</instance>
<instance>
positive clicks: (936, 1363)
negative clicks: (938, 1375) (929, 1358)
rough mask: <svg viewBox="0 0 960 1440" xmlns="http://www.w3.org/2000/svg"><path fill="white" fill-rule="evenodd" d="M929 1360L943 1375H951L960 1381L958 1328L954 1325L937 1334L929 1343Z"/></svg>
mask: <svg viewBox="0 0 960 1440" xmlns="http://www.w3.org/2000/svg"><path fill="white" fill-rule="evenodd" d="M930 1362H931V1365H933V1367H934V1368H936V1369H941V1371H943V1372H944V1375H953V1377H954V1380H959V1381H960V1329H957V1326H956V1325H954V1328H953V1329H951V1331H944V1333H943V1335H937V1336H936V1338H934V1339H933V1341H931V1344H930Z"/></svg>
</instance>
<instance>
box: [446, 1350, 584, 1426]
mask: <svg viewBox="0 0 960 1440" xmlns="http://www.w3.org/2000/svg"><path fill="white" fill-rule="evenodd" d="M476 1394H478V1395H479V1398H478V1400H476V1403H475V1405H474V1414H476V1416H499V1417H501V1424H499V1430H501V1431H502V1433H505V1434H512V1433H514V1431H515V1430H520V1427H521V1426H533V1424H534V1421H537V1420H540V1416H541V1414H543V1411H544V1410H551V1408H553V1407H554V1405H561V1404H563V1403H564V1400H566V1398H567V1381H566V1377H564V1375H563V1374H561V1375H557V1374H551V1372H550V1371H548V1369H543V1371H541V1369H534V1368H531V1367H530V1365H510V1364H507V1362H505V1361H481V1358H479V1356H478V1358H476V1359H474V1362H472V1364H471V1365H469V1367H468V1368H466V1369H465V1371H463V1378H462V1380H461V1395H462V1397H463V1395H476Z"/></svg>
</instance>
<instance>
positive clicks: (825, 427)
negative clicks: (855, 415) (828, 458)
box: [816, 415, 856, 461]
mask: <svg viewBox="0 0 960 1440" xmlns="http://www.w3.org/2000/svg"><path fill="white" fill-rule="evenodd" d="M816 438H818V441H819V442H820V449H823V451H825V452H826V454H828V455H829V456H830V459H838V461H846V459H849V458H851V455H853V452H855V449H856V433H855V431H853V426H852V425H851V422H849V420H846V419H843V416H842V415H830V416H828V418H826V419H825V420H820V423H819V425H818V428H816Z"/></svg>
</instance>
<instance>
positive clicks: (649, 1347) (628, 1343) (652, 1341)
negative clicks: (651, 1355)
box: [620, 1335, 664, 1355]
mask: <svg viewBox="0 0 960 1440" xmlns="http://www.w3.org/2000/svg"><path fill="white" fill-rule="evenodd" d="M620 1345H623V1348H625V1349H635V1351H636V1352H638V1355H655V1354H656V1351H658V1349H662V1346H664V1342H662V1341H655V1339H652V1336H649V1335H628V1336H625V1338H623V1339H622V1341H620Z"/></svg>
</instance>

____

Task prompt:
Copy out the material above in full so that every line matches the original.

Answer space:
</instance>
<instance>
positive clicks: (936, 1363)
negative clicks: (938, 1375) (929, 1358)
rough mask: <svg viewBox="0 0 960 1440" xmlns="http://www.w3.org/2000/svg"><path fill="white" fill-rule="evenodd" d="M929 1360L943 1375H951L960 1381L958 1328L954 1325L937 1334L929 1343Z"/></svg>
mask: <svg viewBox="0 0 960 1440" xmlns="http://www.w3.org/2000/svg"><path fill="white" fill-rule="evenodd" d="M930 1362H931V1365H933V1367H934V1368H936V1369H941V1371H943V1372H944V1375H953V1377H954V1380H959V1381H960V1329H957V1326H956V1325H954V1328H953V1329H951V1331H944V1333H943V1335H937V1336H936V1338H934V1339H933V1341H931V1344H930Z"/></svg>
</instance>
<instance>
box: [446, 1350, 584, 1426]
mask: <svg viewBox="0 0 960 1440" xmlns="http://www.w3.org/2000/svg"><path fill="white" fill-rule="evenodd" d="M476 1394H478V1395H479V1398H478V1400H476V1403H475V1405H474V1414H476V1416H499V1417H501V1424H499V1430H501V1431H502V1433H505V1434H512V1433H514V1431H515V1430H520V1427H521V1426H533V1424H534V1421H537V1420H540V1416H541V1414H543V1411H544V1410H551V1408H553V1407H554V1405H561V1404H563V1403H564V1400H566V1398H567V1381H566V1377H564V1375H563V1374H561V1375H557V1374H551V1372H550V1371H548V1369H543V1371H541V1369H534V1368H531V1367H530V1365H510V1364H507V1362H505V1361H481V1358H479V1356H478V1358H476V1359H474V1362H472V1364H471V1365H469V1367H468V1368H466V1369H465V1371H463V1378H462V1380H461V1395H462V1397H463V1395H476Z"/></svg>
</instance>
<instance>
positive clicks: (825, 427)
negative clicks: (855, 415) (828, 458)
box: [816, 415, 856, 461]
mask: <svg viewBox="0 0 960 1440" xmlns="http://www.w3.org/2000/svg"><path fill="white" fill-rule="evenodd" d="M816 438H818V441H819V442H820V449H823V451H825V452H826V454H828V455H829V456H830V459H838V461H846V459H849V458H851V455H853V452H855V449H856V433H855V431H853V426H852V425H851V422H849V420H846V419H843V416H842V415H830V416H828V418H826V419H825V420H820V423H819V425H818V428H816Z"/></svg>
</instance>
<instance>
positive clicks: (649, 1347) (628, 1343) (652, 1341)
negative clicks: (651, 1355)
box: [620, 1335, 664, 1355]
mask: <svg viewBox="0 0 960 1440" xmlns="http://www.w3.org/2000/svg"><path fill="white" fill-rule="evenodd" d="M620 1345H623V1348H625V1349H635V1351H636V1352H638V1355H655V1354H656V1351H658V1349H662V1346H664V1342H662V1341H655V1339H652V1336H649V1335H628V1336H625V1338H623V1339H622V1341H620Z"/></svg>
</instance>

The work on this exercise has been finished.